_Data records_.
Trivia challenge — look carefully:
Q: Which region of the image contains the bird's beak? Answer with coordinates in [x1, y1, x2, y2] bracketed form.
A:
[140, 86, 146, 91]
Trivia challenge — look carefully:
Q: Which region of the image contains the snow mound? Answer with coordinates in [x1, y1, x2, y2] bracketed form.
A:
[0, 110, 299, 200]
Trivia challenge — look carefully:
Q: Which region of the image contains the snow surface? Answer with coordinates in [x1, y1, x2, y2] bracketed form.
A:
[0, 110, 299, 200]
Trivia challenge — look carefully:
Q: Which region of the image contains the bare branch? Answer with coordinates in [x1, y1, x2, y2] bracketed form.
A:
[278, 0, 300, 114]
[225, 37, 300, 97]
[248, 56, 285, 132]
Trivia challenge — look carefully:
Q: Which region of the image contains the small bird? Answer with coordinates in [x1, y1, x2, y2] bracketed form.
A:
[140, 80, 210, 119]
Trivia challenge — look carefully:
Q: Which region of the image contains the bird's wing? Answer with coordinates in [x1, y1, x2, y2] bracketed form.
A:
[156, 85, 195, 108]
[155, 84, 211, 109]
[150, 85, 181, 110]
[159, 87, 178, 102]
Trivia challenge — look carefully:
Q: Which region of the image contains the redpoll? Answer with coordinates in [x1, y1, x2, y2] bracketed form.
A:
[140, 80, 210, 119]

_Work instruction_. From the data above, copy each line that has the string "form".

_Task answer_.
Q: Which region of the image contains the bird's beak? Answer with coordinates in [x1, y1, x2, y2] bracketed form.
Q: Which region of the image contains the snow mound? Answer with coordinates in [x1, y1, x2, y2] bracketed form.
Q: Which region of the image contains the snow surface? Answer with coordinates in [x1, y1, x2, y2] bracketed form.
Q: Which region of the image contains the bare branch? Answer with coordinates in [x1, y1, x2, y2] bracketed form.
Q: Which region of the image contains the small bird? Answer with coordinates in [x1, y1, x2, y2] bracketed form.
Q: Which region of the image contains the bird's wing? Answer with coordinates in [x1, y1, x2, y2] bracketed form.
Q: Which region of the image contains the redpoll? Answer with coordinates in [x1, y1, x2, y2] bracketed form.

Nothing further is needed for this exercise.